▶ **Task instructions**: Transcribe the lines below verbatim, skipping the images.
-*-
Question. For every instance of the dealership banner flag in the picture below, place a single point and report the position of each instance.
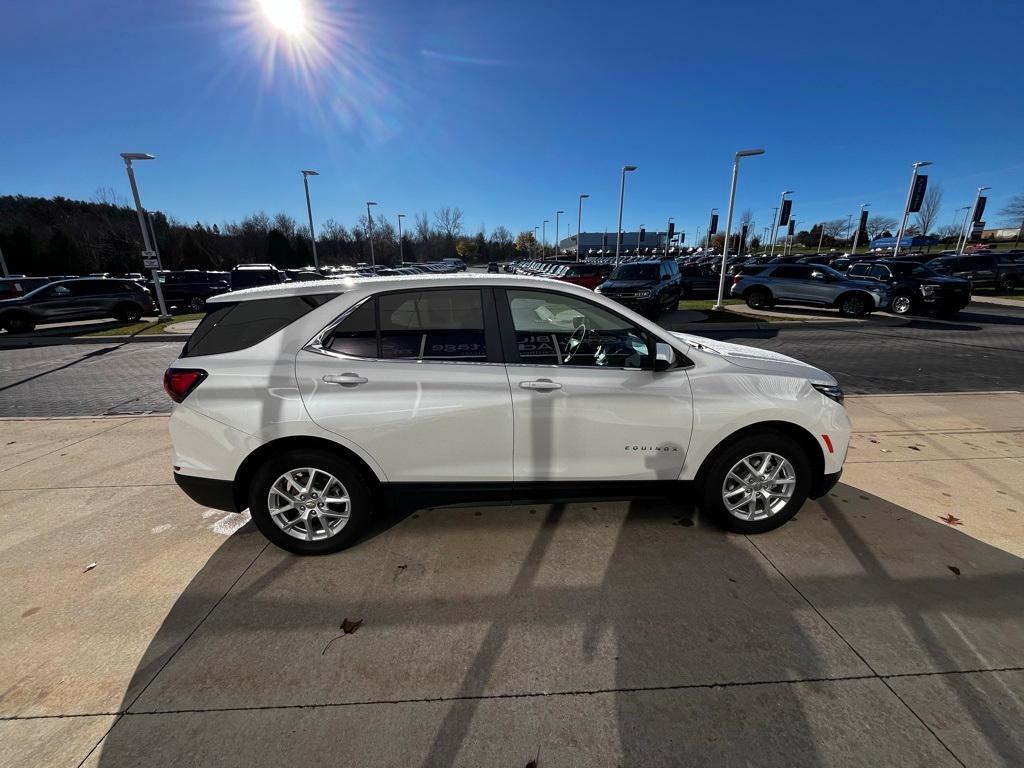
(918, 196)
(783, 215)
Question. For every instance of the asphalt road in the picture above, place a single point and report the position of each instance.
(982, 350)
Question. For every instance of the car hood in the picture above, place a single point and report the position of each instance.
(763, 360)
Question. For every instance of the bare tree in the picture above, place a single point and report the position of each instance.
(879, 224)
(930, 209)
(449, 221)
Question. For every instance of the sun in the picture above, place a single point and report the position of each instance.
(287, 15)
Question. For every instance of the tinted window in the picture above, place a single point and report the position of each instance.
(557, 330)
(356, 335)
(228, 328)
(795, 271)
(437, 325)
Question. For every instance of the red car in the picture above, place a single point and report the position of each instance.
(588, 275)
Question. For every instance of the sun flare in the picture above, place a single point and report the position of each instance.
(287, 15)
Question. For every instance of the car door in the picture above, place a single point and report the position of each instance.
(587, 403)
(415, 380)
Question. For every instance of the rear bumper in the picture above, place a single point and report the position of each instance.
(207, 492)
(824, 483)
-*-
▶ **Task solution**:
Question. For every instance of the dealership banner flag in the picture below, place a single point and report the position of each instance.
(918, 196)
(783, 215)
Question. For every instance of the asphalt road in the picture above, place a single point and report the position of each instance.
(982, 350)
Question. For every instance of the car hood in the picture above, place a single point and report the position of each instance.
(763, 360)
Question. For every instance of the bare tree in the picture above, place a single point and report the position of each instance.
(879, 224)
(930, 209)
(449, 221)
Question. For every instance of the sun in the picture above, place a single point and report the position of each instance.
(287, 15)
Question. For every instance of the tinted window in the picture above, place a single point and report the position of each instance.
(557, 330)
(356, 335)
(228, 328)
(795, 271)
(437, 325)
Question. For every instance of the red car in the picture above, place a single point and report the position of each instance.
(588, 275)
Question. For every instance of the sun flare in the picture above, place a single point and report the position of each instance.
(287, 15)
Question. For every instance of the car door in the picture above, place a single point and report the position of each instance.
(587, 403)
(415, 380)
Question. For every instance of the rear bumper in the picture above, place a single point and report the position of each instance.
(207, 492)
(824, 483)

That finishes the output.